▶ What is asked:
1 - In the text on long words, rewrite the paragraph that begins "Use overflow-wrap: break-word" as a short bulleted list that keeps its main facts.
2 - Using the text on long words, answer each question in a few words:
(a) Where does word-break: normal allow text to break?
(b) Which word-break value is noted as especially suited to CJK text?
(c) What width does the .text rule set?
3 - Pick up the CSS text on long words after its last sentence and continue it.

Long Words: word-break and overflow-wrap
Text normally wraps at word boundaries. When a single word is too long to fit, these properties control what happens:
word-break: Forces breaks regardless of word boundariesoverflow-wrap: Breaks words only when necessary to prevent overflow
word-break
| Break behavior | Use case | |
|---|---|---|
| normal | Only at word boundaries (default) | Natural text flow |
| break-all | Anywhere, even mid-word | Ensure content fits, prioritize container over readability |
| keep-all | Never break words | Preserve word integrity, especially for CJK text |
overflow-wrap
| Break behavior | Use case | |
|---|---|---|
| normal | Only at word boundaries (default) | Natural text flow |
| break-word | Break long words only if needed | Graceful handling of unexpected long words |
| anywhere | Like break-word, affects sizing | More aggressive breaking, affects min-content calculations |
.text {
width: 192px; /* w-48 */
word-break: normal;
overflow-wrap: normal;
}
Use overflow-wrap: break-word for handling unexpected long words gracefully. Use word-break: break-all only when you absolutely must prevent overflow, even if it looks aggressive.

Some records
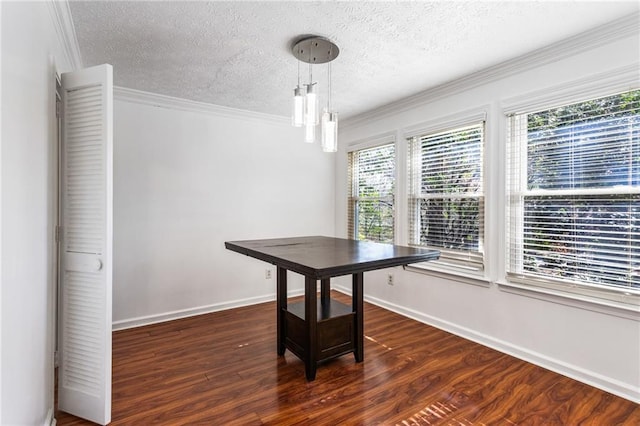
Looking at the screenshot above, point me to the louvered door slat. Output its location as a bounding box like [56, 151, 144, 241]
[58, 65, 113, 424]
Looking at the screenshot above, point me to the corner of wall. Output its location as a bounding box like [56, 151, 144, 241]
[48, 0, 82, 71]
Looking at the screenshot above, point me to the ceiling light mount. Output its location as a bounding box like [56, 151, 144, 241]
[291, 35, 340, 152]
[291, 36, 340, 64]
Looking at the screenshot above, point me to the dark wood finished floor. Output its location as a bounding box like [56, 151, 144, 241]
[56, 292, 640, 426]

▶ Answers to each task:
1 -
- Use overflow-wrap: break-word to handle unexpected long words gracefully.
- Use word-break: break-all only when overflow absolutely must be prevented, even if the result looks aggressive.

2 -
(a) Only at word boundaries.
(b) keep-all.
(c) 192px.

3 -
Use white-space-collapse and text-wrap-mode separately when you need fine-grained control or custom combinations not covered by the six keywords. For most cases, the shorthand keywords (normal, nowrap, pre, etc.) are simpler and have better browser support.
Custom Combinations
You can combine white-space-collapse and text-wrap-mode directly using two-value syntax:
.preserve-breaks-no-wrap { white-space: preserve-breaks nowrap; /* Preserves line breaks but prevents wrapping */ } .preserve-with-wrapping { white-space: preserve wrap; /* Preserves all whitespace and allows wrapping */ }
This allows you to create combinations beyond the six standard keywords.
Two-value syntax and explicit longhand properties have limited support. Always test or provide fallbacks.
Practical Scenarios
Single-line labels that overflow
Context: Navigation items, table headers, or badges that must stay on one line
.label { white-space: nowrap; overflow: hidden; text-overflow: ellipsis; }
Uses white-space: nowrap to prevent wrapping, paired with overflow/text-overflow.
Code blocks should preserve formatting
Context: Code snippets, terminal output, or preformatted data
.code { white-space: pre-wrap; overflow-wrap: break-word; }
Uses white-space: pre-wrap to keep indentation and line breaks, with overflow-wrap: break-word for long identifiers that would otherwise overflow.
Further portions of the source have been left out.